Boundary annotation records:
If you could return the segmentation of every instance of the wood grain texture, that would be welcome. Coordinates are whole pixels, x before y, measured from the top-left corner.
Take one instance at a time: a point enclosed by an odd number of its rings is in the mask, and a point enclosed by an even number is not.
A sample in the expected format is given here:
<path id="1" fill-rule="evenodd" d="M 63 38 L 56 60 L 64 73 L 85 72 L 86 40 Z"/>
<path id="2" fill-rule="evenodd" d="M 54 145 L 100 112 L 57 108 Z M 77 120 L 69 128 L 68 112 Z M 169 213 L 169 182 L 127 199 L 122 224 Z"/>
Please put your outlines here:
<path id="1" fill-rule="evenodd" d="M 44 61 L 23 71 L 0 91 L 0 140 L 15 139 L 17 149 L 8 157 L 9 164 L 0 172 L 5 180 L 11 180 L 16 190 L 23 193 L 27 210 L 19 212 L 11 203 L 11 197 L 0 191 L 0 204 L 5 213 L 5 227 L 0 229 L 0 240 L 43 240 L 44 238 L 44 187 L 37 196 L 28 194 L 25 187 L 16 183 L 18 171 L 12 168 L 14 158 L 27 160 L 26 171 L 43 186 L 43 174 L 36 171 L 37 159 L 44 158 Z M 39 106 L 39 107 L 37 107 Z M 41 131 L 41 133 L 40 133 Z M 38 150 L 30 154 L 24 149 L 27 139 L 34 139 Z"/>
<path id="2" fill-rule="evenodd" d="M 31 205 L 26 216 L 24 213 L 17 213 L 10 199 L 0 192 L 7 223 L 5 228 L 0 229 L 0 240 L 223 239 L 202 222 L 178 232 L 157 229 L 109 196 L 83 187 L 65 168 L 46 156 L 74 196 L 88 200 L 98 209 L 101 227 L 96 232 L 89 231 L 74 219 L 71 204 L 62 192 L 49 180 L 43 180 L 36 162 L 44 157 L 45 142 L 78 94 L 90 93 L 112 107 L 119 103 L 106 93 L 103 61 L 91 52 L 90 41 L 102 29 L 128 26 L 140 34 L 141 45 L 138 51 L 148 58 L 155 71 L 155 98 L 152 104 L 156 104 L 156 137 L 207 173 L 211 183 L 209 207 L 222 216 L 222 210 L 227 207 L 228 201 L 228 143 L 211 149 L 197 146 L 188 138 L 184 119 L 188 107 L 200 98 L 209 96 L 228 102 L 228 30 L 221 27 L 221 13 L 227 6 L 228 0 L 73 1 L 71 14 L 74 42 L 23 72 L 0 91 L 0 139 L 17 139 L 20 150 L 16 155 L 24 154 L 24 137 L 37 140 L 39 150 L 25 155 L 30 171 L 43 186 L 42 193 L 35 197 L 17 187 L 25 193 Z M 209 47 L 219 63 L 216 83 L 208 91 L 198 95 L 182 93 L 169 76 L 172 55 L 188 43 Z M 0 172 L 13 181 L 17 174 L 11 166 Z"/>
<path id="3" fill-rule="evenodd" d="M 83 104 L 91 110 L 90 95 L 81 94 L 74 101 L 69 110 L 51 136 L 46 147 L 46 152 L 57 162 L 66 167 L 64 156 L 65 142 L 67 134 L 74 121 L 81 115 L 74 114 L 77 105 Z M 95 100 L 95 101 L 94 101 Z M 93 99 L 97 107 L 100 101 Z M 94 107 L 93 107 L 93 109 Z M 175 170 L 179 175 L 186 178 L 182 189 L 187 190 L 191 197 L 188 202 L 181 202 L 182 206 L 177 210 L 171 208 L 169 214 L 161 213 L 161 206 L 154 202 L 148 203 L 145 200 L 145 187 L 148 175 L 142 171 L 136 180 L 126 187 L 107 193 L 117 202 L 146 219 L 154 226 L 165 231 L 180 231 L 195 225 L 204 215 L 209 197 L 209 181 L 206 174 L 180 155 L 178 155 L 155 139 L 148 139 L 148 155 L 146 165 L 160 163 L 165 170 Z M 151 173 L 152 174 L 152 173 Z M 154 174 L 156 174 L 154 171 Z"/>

- _Given instruction_
Rewrite the listing above with "wood grain texture" replaced by "marble texture" and every other line kept the same.

- _Answer for the task_
If you could return the segmentation of every instance of the marble texture, that would be welcome. Coordinates are whole pixels, x before y, measured from the top-left corner.
Take one instance at a time: a point enclosed by an odd number of its rings is in the mask, and a point enclosed by an even number is not.
A sample in the expected format is given here:
<path id="1" fill-rule="evenodd" d="M 63 38 L 56 60 L 64 73 L 85 72 L 86 40 Z"/>
<path id="2" fill-rule="evenodd" d="M 54 145 L 100 112 L 57 108 Z M 77 120 L 69 128 L 68 112 Z M 169 213 L 169 182 L 127 199 L 122 224 Z"/>
Please put your outlines here:
<path id="1" fill-rule="evenodd" d="M 44 61 L 23 71 L 0 91 L 0 140 L 15 139 L 17 149 L 8 157 L 9 164 L 0 172 L 5 180 L 11 180 L 16 190 L 23 193 L 27 210 L 19 212 L 11 203 L 11 197 L 0 191 L 0 204 L 5 213 L 5 227 L 0 229 L 0 240 L 43 240 L 44 238 L 44 187 L 37 196 L 28 194 L 25 187 L 16 183 L 18 171 L 12 168 L 14 158 L 27 160 L 26 171 L 43 186 L 43 174 L 36 171 L 37 159 L 44 158 Z M 39 106 L 39 107 L 37 107 Z M 41 131 L 41 133 L 40 133 Z M 38 150 L 30 154 L 24 149 L 27 139 L 34 139 Z"/>
<path id="2" fill-rule="evenodd" d="M 31 205 L 26 216 L 24 213 L 17 213 L 10 199 L 0 192 L 7 223 L 5 228 L 0 229 L 0 240 L 223 239 L 202 222 L 178 232 L 157 229 L 109 196 L 83 187 L 65 168 L 46 156 L 74 196 L 88 200 L 98 209 L 101 227 L 96 232 L 89 231 L 74 219 L 71 204 L 62 192 L 49 180 L 43 180 L 36 162 L 44 157 L 45 142 L 78 94 L 90 93 L 112 107 L 119 103 L 106 93 L 103 61 L 91 52 L 90 41 L 102 29 L 128 26 L 140 34 L 141 45 L 138 51 L 148 58 L 155 71 L 155 98 L 152 104 L 156 104 L 156 137 L 207 173 L 211 183 L 209 207 L 222 216 L 222 210 L 227 207 L 228 201 L 228 143 L 211 149 L 197 146 L 188 138 L 184 119 L 188 107 L 200 98 L 209 96 L 228 102 L 228 30 L 221 27 L 221 13 L 227 6 L 228 0 L 73 1 L 71 14 L 74 42 L 23 72 L 0 91 L 0 139 L 17 139 L 20 150 L 16 155 L 24 154 L 24 137 L 37 140 L 39 150 L 25 155 L 30 171 L 43 186 L 42 193 L 35 197 L 17 187 L 25 193 Z M 209 47 L 219 63 L 216 83 L 208 91 L 198 95 L 182 93 L 169 76 L 172 55 L 188 43 Z M 0 172 L 13 181 L 17 174 L 11 166 Z"/>
<path id="3" fill-rule="evenodd" d="M 83 104 L 91 110 L 90 95 L 81 94 L 74 101 L 69 110 L 51 136 L 46 147 L 46 152 L 57 162 L 66 167 L 64 156 L 65 142 L 67 134 L 74 121 L 81 115 L 74 114 L 77 105 Z M 95 100 L 95 101 L 94 101 Z M 93 99 L 97 107 L 100 101 Z M 94 107 L 93 107 L 93 109 Z M 175 170 L 179 175 L 186 178 L 182 189 L 187 190 L 191 197 L 188 202 L 181 202 L 182 206 L 177 210 L 171 208 L 169 214 L 161 213 L 161 206 L 154 202 L 148 203 L 145 200 L 145 187 L 148 175 L 142 171 L 136 180 L 126 187 L 107 193 L 117 202 L 146 219 L 154 226 L 165 231 L 180 231 L 195 225 L 204 215 L 209 197 L 209 181 L 206 174 L 180 155 L 178 155 L 155 139 L 148 139 L 148 155 L 146 165 L 160 163 L 165 170 Z M 151 173 L 152 174 L 152 173 Z M 154 174 L 156 174 L 154 171 Z"/>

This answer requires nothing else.